╭─ Material
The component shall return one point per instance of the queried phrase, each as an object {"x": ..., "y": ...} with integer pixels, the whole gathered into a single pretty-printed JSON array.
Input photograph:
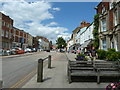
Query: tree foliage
[
  {"x": 95, "y": 31},
  {"x": 61, "y": 43}
]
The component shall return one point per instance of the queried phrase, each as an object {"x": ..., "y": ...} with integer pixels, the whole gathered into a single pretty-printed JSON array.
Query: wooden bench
[
  {"x": 107, "y": 69},
  {"x": 80, "y": 68},
  {"x": 93, "y": 68}
]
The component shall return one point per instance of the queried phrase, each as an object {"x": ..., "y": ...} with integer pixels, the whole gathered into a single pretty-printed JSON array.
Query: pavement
[
  {"x": 18, "y": 55},
  {"x": 57, "y": 76},
  {"x": 18, "y": 70}
]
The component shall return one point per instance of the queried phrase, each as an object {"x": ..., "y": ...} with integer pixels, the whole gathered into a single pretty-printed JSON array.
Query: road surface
[{"x": 20, "y": 69}]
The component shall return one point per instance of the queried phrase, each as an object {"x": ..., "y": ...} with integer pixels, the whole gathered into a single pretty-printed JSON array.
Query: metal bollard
[
  {"x": 40, "y": 71},
  {"x": 49, "y": 61},
  {"x": 1, "y": 84}
]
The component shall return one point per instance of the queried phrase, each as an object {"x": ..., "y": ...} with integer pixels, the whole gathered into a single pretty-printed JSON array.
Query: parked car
[
  {"x": 6, "y": 52},
  {"x": 18, "y": 50},
  {"x": 34, "y": 49}
]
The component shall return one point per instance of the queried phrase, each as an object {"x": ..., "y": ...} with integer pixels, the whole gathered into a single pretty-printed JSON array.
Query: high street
[{"x": 16, "y": 68}]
╰─
Locate each line in the entries above that contains the word "Query" and copy it out in full. The match is case-sensitive.

# Answer below:
Query: tree foliage
Query: wooden bench
Query: pavement
Query: road surface
Query: metal bollard
Query: parked car
Query: high street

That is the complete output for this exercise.